Free-text object descriptions:
>>>

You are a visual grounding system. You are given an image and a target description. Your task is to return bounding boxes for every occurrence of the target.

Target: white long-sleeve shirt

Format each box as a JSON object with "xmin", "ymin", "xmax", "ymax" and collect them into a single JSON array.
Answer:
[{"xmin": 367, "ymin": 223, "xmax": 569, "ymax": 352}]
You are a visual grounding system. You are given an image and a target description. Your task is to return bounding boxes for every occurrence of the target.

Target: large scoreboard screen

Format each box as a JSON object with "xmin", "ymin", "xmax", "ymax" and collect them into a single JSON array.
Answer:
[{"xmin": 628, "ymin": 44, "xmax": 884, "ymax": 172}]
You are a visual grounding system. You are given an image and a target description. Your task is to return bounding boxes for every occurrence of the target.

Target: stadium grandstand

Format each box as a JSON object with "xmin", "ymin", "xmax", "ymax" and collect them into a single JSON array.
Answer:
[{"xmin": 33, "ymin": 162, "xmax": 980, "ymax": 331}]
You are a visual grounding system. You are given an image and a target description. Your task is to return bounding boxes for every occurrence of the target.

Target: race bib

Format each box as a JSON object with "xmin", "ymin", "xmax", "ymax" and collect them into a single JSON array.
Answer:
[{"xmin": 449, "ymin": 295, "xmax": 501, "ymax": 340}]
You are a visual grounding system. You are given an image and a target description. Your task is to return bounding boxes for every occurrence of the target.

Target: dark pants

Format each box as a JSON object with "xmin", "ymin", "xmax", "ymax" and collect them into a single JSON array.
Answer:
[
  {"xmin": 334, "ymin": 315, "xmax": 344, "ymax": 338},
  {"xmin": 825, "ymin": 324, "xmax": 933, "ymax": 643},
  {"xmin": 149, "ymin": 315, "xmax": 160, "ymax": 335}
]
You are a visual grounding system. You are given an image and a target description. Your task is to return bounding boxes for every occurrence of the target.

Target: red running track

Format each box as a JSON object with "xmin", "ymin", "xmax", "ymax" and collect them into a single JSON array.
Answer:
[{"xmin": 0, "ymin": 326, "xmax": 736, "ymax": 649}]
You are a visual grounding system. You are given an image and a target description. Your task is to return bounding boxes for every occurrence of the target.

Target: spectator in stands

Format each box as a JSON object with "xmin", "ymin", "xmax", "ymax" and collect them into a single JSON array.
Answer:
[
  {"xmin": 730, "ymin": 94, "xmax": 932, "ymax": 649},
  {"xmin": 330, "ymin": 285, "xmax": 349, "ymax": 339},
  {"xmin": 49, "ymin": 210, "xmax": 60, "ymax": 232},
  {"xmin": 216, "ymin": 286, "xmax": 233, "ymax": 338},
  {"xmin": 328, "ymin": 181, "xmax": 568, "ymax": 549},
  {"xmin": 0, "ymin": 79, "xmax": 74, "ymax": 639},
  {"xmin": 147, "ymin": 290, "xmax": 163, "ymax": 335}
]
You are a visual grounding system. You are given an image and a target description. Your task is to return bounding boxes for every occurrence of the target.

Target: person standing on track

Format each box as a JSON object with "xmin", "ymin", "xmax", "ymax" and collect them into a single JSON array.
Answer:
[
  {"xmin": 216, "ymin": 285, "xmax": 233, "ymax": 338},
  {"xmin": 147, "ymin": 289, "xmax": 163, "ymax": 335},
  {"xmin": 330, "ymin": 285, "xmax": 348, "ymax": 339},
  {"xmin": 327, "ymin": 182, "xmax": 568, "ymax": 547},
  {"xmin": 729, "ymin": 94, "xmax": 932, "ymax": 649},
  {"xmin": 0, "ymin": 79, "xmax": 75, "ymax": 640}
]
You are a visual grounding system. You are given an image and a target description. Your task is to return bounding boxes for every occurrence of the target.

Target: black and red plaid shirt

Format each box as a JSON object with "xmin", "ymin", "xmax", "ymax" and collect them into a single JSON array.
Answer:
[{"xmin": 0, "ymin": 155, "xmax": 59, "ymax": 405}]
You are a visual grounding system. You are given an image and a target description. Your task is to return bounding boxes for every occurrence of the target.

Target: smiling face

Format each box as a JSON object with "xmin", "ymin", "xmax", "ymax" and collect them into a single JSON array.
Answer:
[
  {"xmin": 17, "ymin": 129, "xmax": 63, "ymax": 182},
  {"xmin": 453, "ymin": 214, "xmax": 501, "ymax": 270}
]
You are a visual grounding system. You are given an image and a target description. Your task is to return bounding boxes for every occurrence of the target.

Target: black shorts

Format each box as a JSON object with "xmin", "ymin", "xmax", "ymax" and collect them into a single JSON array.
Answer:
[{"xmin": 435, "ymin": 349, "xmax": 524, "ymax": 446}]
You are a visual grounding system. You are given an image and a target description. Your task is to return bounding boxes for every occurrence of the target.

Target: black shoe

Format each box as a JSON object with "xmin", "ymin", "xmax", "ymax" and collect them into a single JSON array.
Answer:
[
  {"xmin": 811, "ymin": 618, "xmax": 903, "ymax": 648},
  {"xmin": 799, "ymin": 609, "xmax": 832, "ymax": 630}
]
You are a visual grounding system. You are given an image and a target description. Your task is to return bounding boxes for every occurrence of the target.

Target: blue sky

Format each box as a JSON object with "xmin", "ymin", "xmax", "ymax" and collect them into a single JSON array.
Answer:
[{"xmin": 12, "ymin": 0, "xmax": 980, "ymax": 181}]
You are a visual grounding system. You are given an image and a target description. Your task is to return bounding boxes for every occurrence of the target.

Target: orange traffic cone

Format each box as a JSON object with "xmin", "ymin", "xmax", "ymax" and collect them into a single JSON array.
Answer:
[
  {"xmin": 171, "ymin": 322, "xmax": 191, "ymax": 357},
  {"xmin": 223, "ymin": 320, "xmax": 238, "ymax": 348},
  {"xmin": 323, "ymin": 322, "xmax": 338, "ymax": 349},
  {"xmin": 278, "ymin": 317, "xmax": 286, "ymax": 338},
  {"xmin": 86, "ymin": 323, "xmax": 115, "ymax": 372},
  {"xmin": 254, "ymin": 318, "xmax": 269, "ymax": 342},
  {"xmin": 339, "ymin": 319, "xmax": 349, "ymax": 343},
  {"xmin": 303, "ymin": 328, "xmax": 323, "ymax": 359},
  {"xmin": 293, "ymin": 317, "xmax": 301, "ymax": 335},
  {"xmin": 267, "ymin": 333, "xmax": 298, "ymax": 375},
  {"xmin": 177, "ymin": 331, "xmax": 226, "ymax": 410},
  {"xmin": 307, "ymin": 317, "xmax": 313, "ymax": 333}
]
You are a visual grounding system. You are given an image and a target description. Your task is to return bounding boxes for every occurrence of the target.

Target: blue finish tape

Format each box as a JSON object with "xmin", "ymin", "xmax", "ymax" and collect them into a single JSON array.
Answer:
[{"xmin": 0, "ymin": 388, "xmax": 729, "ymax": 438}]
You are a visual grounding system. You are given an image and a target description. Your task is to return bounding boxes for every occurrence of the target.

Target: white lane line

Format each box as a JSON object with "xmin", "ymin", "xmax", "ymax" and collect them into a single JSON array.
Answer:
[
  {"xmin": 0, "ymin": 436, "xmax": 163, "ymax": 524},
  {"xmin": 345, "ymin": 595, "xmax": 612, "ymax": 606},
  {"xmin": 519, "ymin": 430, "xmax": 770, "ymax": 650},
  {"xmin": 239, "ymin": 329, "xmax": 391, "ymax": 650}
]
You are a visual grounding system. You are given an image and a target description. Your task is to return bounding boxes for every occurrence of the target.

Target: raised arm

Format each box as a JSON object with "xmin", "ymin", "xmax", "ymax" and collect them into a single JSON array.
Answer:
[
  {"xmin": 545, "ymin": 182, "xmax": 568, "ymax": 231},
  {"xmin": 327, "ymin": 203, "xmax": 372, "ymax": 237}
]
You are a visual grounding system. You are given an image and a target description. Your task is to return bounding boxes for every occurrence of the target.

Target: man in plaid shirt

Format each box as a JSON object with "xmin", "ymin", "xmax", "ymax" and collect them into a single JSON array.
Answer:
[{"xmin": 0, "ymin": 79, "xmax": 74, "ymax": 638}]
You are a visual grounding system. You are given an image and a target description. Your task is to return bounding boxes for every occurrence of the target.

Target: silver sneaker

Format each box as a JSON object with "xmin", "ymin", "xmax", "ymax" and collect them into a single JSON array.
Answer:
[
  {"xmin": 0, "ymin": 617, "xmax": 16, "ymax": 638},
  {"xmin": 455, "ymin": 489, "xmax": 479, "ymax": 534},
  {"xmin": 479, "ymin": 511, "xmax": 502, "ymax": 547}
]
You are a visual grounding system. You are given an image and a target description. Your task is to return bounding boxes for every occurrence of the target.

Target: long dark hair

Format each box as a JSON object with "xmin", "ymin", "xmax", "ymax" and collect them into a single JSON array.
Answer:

<<<

Only the lines above that hold "black" are wanted. Show every one of them.

YOUR SOLUTION:
Target: black and red plaid shirt
Target: black shorts
Target: black shoe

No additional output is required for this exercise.